TEXT BLOCK.
Purpose of the Study:

  • To analyze a discrete-time multi-type Wright-Fisher process with general replicator dynamics.
  • To investigate the asymptotic behavior and extinction patterns of the model.
  • To explore the implications of a proposed maximization principle for deterministic replicator dynamics.

Main Methods:

  • Mathematical modeling of a discrete-time multi-type Wright-Fisher process.
  • Analysis of mean-field dynamics using a general replicator difference equation.
  • Development of limit theorems to describe asymptotic behavior and extinction.
  • Investigation of system metastability and its effect on population dynamics.

Main Results:

  • A limit theorem is established for almost certain extinction, identifying the least fit type at mean-field equilibrium as the first to disappear.

EXERCISES TO COMPLETE.
**1.** Return the passage of the Wright-Fisher study summary that starts with "Purpose of the" and goes on through "behavior and extinction.".
**2.** Supply the next part of the Wright-Fisher study summary, picking up after its last line.

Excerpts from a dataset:

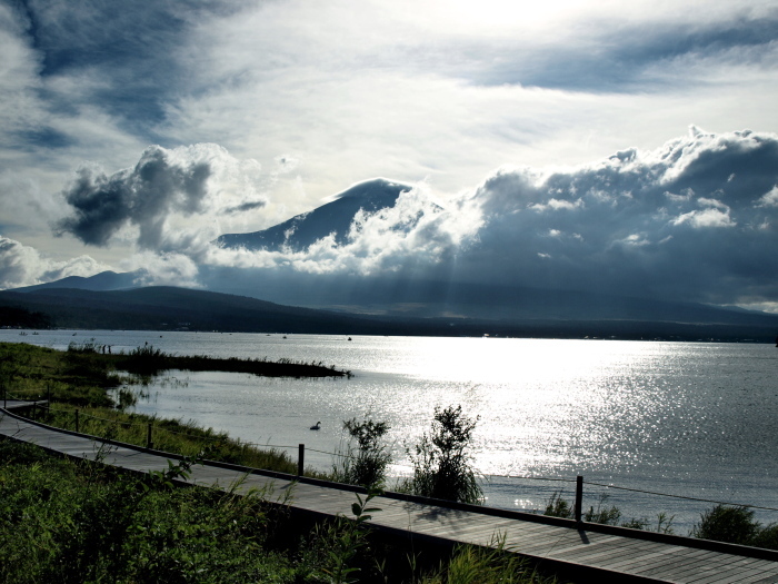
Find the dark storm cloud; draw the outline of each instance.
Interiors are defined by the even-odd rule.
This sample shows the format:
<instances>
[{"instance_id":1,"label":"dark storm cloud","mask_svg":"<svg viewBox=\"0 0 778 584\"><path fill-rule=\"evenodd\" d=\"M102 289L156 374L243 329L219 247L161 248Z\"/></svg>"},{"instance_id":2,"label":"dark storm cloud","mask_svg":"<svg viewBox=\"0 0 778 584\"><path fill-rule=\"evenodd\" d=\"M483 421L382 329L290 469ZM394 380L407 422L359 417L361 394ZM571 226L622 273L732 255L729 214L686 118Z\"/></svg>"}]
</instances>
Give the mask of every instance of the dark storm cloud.
<instances>
[{"instance_id":1,"label":"dark storm cloud","mask_svg":"<svg viewBox=\"0 0 778 584\"><path fill-rule=\"evenodd\" d=\"M38 91L50 111L74 115L99 103L126 130L147 135L190 79L180 48L192 23L229 4L28 0L16 8L39 56ZM78 90L46 85L66 78L79 80Z\"/></svg>"},{"instance_id":2,"label":"dark storm cloud","mask_svg":"<svg viewBox=\"0 0 778 584\"><path fill-rule=\"evenodd\" d=\"M171 212L184 216L202 210L208 161L178 157L159 146L147 148L132 169L110 177L92 167L81 167L78 178L64 191L74 215L59 224L84 244L104 246L127 225L139 228L138 244L157 249L163 244L163 228Z\"/></svg>"},{"instance_id":3,"label":"dark storm cloud","mask_svg":"<svg viewBox=\"0 0 778 584\"><path fill-rule=\"evenodd\" d=\"M701 301L778 297L778 138L692 130L572 170L503 169L460 278Z\"/></svg>"}]
</instances>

RESPONSES BY ITEM NUMBER.
**1.**
Purpose of the Study:

  • To analyze a discrete-time multi-type Wright-Fisher process with general replicator dynamics.
  • To investigate the asymptotic behavior and extinction patterns of the model.
  • To explore the implications of a proposed maximization principle for deterministic replicator dynamics.

Main Methods:

  • Mathematical modeling of a discrete-time multi-type Wright-Fisher process.
  • Analysis of mean-field dynamics using a general replicator difference equation.
  • Development of limit theorems to describe asymptotic behavior and extinction.

**2.**
  • The study demonstrates that system metastability explains the prolonged time spent near equilibrium before extinction.
  • A maximization principle for deterministic replicator dynamics is proposed and its impact on the stochastic model is analyzed.

Conclusions:

  • Mean-field dynamics significantly impact the extinction pathways in multi-type Wright-Fisher populations.
  • Metastability plays a key role in the pre-extinction dynamics of the stochastic system.
  • The proposed maximization principle offers new insights into the behavior of deterministic replicator dynamics and their stochastic counterparts.